必要な作業>
a - 記録の中から「navy」という文字列を含む行を、すべてそのまま列挙してください。
b - アニメ「XPICE」とSCANDALをめぐるインタビュー記事を、最後の文の後から書き継いでください。

文書の抜粋>
看板ヒーローのレッドペッパーと新米ヒーローのワサビ。治癒能力を持つが、自身の思い描くヒーロー像とのギャップに苦悩し、自信をなくしたワサビが仲間のピンチに立ち上がる――というのが「XPICE」の大まかなあらすじ。
“勇気と理解”、“共に闘うこと”をテーマに、ヒーローたちの活躍と成長を描いたアニメーションに台詞はないが、音楽と映像の融合によって感動的な作品に仕上がっている。
今回、「XPICE」プロデューサー加藤博昭氏と音楽を担当したSCANDALの鼎談が実現した。
「XPICE」のテーマは? そしてSCANDALにオファーした理由……
――この企画を立ち上げた経緯を教えてください。
加藤博昭氏(以下、加藤):弊社の主力コンテンツとして『モンスターストライク』があるのですが、それとは別の形で世界に届けられる新しいコンテンツを作りたいということで動き始めたんです。まずは短い作品から作ろうということになり、台詞のない4~5分のショートアニメを考えました。
その中で、伝えたいことを表現するためには音楽の力が不可欠だということになり、監督やチームと検討した結果、MVのような形で表現するのがいいのではないかと思ったんです。
――そこでSCANDALが候補に挙がったのですか?
加藤:音楽の力を借りるにせよ、今回は描きたいもの表現したいものが明確にありました。それは"勇気と理解"、"共に闘うこと"なんですけど、そのテーマを理解していただき、かつそれを表現してくれるアーティストと一緒にやれれば、すごく良いものになるのではないかと考えたとき、僕の中で真っ先に浮かんだのがSCANDALだったので、すぐにオファーをさせていただきました。
――もともとSCANDALを聴いていたんですね?
加藤:はい。5thアルバム『STANDARD』(13年作品)から、いちファンとして聴かせていただいています。そしてその次の6thアルバム『HELLO WORLD』(14年作品)を聴いたとき、かなり衝撃を受けたんです。

提供された記録>
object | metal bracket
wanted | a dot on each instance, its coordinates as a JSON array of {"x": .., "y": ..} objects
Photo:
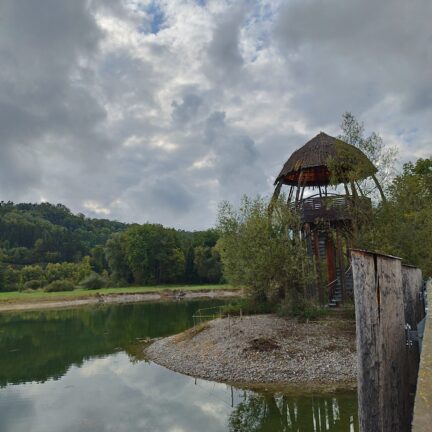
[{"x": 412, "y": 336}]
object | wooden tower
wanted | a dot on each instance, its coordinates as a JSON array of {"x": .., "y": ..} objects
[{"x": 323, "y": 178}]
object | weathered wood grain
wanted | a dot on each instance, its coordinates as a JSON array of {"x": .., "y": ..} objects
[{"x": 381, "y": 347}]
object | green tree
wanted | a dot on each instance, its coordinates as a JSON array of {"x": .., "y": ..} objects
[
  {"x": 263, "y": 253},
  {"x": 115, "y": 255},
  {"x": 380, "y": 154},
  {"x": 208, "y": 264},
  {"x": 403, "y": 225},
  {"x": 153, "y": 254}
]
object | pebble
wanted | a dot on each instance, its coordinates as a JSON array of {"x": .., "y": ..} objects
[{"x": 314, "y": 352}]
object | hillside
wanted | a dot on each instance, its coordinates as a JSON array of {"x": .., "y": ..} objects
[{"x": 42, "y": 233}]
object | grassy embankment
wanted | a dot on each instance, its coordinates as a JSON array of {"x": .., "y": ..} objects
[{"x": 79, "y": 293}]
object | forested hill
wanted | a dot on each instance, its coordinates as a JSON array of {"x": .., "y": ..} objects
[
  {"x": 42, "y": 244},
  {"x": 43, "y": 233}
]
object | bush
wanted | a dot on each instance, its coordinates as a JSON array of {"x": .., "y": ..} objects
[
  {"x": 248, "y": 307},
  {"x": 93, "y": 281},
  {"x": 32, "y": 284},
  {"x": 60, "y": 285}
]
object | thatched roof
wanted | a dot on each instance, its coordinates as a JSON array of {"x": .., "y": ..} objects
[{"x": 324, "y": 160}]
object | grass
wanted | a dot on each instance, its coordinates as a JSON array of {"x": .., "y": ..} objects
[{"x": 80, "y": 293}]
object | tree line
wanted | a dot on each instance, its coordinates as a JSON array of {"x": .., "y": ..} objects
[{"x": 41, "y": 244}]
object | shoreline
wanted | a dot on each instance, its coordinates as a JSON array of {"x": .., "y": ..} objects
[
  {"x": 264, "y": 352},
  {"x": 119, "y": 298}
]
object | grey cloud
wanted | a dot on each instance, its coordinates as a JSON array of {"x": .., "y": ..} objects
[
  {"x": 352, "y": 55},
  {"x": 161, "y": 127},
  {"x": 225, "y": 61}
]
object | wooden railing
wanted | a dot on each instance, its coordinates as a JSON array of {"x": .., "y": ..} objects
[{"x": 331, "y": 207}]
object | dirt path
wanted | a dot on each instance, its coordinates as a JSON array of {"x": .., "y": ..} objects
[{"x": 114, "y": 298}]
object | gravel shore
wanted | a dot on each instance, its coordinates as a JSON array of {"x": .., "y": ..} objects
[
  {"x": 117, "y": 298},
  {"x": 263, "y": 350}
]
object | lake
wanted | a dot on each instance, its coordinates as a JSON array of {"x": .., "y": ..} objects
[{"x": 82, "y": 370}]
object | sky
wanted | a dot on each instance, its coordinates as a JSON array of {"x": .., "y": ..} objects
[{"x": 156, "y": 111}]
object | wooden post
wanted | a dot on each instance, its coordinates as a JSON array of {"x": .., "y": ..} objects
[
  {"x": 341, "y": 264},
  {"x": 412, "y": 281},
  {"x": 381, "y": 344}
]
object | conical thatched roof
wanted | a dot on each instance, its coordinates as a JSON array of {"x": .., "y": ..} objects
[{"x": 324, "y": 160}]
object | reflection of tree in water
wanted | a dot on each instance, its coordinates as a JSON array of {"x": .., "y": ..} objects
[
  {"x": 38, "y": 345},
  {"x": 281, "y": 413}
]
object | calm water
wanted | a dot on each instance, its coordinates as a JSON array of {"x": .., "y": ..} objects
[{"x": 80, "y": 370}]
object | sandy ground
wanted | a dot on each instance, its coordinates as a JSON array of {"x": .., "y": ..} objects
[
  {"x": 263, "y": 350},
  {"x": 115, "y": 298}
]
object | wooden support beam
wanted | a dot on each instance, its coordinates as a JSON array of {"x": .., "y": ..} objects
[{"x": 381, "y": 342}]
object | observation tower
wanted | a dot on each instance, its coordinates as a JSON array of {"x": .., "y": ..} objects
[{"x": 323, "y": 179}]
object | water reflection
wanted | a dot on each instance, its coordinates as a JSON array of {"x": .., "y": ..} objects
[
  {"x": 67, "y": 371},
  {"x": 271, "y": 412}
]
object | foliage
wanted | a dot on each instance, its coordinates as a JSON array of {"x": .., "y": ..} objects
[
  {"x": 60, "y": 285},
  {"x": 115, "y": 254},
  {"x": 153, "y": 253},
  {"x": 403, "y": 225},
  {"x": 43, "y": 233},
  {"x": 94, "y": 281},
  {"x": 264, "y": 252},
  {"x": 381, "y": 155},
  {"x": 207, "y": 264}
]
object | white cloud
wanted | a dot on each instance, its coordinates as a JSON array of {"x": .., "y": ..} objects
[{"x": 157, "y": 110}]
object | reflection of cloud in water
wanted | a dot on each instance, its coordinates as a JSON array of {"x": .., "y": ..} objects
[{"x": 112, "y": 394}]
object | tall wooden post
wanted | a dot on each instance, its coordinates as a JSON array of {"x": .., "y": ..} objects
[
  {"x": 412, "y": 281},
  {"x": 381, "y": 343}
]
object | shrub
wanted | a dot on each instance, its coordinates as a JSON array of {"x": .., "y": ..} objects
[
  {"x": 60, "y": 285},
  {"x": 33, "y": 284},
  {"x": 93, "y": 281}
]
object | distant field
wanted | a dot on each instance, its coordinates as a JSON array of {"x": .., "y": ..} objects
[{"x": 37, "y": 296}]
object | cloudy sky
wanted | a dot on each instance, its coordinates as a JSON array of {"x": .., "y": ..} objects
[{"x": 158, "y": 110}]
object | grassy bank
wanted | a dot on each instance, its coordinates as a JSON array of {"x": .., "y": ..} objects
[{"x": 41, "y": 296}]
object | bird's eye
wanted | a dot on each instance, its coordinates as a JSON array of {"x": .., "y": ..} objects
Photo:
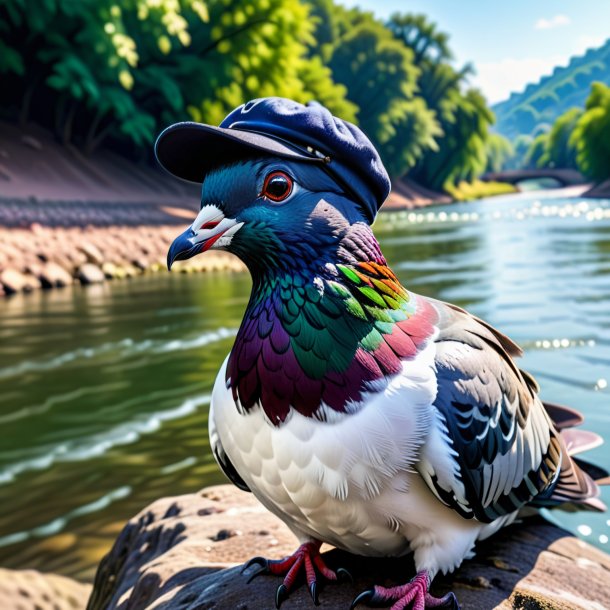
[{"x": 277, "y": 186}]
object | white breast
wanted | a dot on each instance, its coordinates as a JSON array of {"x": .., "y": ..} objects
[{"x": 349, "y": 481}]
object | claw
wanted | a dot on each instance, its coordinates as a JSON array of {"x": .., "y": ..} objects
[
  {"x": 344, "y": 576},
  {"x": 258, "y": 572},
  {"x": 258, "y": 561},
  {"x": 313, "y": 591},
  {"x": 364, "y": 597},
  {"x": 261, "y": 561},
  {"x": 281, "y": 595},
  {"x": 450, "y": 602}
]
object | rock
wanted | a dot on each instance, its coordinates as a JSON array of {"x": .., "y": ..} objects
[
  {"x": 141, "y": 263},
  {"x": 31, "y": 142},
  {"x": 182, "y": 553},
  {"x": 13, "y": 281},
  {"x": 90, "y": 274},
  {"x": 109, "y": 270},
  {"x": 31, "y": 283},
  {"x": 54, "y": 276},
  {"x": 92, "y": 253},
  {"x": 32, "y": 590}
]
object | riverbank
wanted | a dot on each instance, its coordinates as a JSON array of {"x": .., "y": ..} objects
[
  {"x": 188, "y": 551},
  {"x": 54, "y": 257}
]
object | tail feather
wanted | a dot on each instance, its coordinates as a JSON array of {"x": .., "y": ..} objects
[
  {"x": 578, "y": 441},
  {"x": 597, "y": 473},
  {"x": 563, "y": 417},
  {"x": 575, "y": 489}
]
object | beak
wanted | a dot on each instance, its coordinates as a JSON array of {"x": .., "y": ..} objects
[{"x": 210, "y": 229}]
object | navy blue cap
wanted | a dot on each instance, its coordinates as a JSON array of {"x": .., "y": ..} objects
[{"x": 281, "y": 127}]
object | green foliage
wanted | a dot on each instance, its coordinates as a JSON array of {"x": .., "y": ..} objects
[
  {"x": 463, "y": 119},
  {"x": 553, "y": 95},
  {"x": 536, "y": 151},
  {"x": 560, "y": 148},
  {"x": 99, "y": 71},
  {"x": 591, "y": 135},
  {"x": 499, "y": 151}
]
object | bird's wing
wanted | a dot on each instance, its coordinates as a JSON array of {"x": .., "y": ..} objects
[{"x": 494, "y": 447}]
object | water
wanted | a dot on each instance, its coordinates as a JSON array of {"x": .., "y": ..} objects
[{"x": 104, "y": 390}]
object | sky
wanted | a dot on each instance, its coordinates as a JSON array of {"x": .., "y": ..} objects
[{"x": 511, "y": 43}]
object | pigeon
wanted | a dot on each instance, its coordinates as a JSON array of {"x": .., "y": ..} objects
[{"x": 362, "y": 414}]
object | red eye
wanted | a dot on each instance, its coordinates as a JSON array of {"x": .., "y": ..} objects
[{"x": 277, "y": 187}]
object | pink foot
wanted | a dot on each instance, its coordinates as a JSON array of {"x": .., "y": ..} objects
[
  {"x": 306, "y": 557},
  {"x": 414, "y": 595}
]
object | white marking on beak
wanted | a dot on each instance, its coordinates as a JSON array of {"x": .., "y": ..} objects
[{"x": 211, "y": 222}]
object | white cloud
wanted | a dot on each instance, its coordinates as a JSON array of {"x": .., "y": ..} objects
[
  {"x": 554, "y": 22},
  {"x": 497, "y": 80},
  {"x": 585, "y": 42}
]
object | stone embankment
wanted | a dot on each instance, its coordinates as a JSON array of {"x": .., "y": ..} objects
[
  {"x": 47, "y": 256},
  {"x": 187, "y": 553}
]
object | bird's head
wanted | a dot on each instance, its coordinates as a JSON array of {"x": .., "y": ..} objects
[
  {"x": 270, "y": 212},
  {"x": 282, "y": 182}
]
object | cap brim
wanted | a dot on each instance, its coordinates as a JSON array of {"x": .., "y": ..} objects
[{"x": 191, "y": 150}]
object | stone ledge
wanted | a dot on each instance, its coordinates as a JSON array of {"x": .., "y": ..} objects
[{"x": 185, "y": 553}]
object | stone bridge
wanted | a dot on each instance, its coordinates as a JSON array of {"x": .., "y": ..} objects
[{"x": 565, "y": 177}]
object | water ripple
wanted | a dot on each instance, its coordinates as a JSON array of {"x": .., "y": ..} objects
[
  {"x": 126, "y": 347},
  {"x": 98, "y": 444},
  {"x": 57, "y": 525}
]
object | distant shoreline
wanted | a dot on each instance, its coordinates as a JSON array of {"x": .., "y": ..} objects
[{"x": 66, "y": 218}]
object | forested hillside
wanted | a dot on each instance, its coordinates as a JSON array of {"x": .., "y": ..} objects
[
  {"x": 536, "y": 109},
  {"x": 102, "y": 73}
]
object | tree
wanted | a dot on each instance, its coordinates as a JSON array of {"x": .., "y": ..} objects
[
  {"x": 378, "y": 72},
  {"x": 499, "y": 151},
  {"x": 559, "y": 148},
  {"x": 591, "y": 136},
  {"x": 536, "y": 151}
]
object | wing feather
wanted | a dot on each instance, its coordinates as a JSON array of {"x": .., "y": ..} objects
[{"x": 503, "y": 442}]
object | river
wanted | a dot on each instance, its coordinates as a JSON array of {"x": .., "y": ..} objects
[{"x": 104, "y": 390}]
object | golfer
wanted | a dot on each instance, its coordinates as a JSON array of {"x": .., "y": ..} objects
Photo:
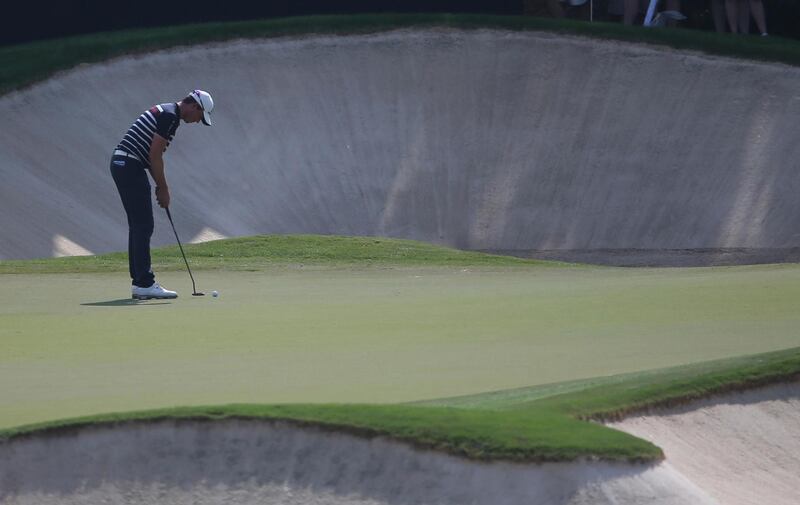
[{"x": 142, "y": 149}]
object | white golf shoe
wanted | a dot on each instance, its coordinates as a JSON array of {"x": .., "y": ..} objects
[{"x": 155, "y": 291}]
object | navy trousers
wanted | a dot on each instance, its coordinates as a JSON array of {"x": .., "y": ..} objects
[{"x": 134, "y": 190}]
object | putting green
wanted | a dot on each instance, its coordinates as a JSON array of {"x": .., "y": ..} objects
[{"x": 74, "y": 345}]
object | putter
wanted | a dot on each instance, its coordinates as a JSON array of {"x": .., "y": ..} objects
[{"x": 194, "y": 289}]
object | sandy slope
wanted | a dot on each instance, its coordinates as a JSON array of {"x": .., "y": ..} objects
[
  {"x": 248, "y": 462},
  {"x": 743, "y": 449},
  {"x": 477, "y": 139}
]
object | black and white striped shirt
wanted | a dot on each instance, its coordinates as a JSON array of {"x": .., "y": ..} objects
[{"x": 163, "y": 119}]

演習の結果>
a -
object | navy blue cap
object | navy trousers

b -
このアルバムには、4人それぞれが自分で作詞作曲をしてボーカルを取るソロ曲が入っていたんですけど、それが個性的で、表現の幅も広く、魅力に感じたんです。
そこからずっと聴いていて、昨年『ビクターロック祭り2019』でライブを拝見したんですけど、そこで「マスターピース」(20年リリースの最新アルバム『Kiss from the darkness』に収録)を聴いたとき、どんどん進化しているバンドなんだなと思い、今回のアニメのテーマにも合致すると思ったんです。
▼『Kiss from the darkness』トレーラー
――メンバーそれぞれの個性がはっきりありつつ、バンドになるとすごいパワーを生み出すところは、たしかに合致しますよね。SCANDALはオファーが届いたとき、どう思いましたか?
Vo&Gt・HARUNAさん(以下、HARUNA):今話していただいたような感じで、すごく熱量を持ってオファーをしてくださったんですよ。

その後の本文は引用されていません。